• [Extract provided]:
»»

Julia Stone remains a powerhouse within Australian music for her drive to push the boundaries further – and her latest LP, Sixty Summers is no different.

Sixty Summers brings storytelling to the forefront, with a sonic whirlwind of floor-fillers, and folk-ballads that inevitably settle in the dust – unnervingly powerful, and channelled precisely.

So, to celebrate the official release of her most daring project yet, Happy caught up with Julia Stone to chat about the intricacies of storytelling, authentic experience, and living through Sixty Summers.

Julia Stone

HAPPY: Welcome, and happy release day, Julia!

JULIA: Thank you, thank you.

HAPPY: It’s the first solo record you’ve released since 2012, so how does it feel to get back out there?

JULIA: It feels good, and I guess it feels a lot like a first release for me, because it’s so different, and it was such a different recording process than anything I’ve done before. I feel like – I don’t know. I feel like I felt when I put out the first record I ever put out, so it’s really exciting and really overwhelming, and like, ‘This is the direction I want to be going in.’

HAPPY: Yeah, yeah, because it’s such a shift in style.

JULIA: Yeah.

««

• [What you need to do]: Can you write what comes next in the interview with Julia Stone about Sixty Summers, picking up right after its final line?

• [Dataset extract]:
»»

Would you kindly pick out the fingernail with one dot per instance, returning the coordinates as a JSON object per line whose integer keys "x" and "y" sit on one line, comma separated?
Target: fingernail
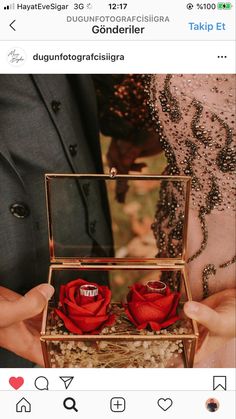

««

• [Answer to the task]:
HAPPY: It’s like a fresh start.

JULIA: It really is. A whole different way of songwriting, a whole different way of recording. So all of those differences made this feel like – I don’t know – I guess a super emotional moment, because it’s been something I’ve wanted to do for a long time.

HAPPY: That’s awesome. Was there a moment, or a person, or maybe even a song that inspired that change to start recording and put out a new direction?

JULIA: Yeah. When I was on tour with my brother, Angus, we were touring through Europe, touring Snow, which is the last record we made together, and I always felt like, at the end of the tour, I didn’t really know where to go. You know, it’s like my life is touring. I live on a bus, and I live with these fifteen blokes, who, you know – we all sleep on this bus, and we all travel round, and we would get off the bus and play a concert. So when that would finish after a couple of months, everyone would have a month off, or we’d have a couple of weeks off before the next one starts, I’d sort of feel lost, you know. And I guess I didn’t really feel like I particularly belong anywhere, except for with Thomas. And I had this feeling, when I finished, that that was the place that I wanted to be. And so, back in 2015 was the beginning of what became us starting a kind of ritual, I guess, between tours. I’d fly to New York, and I’d get my suitcases from the baggage. You know, I’d tell Thomas when I was coming, and I’d go straight to his studio – he’s always in his studio.

HAPPY: Yeah.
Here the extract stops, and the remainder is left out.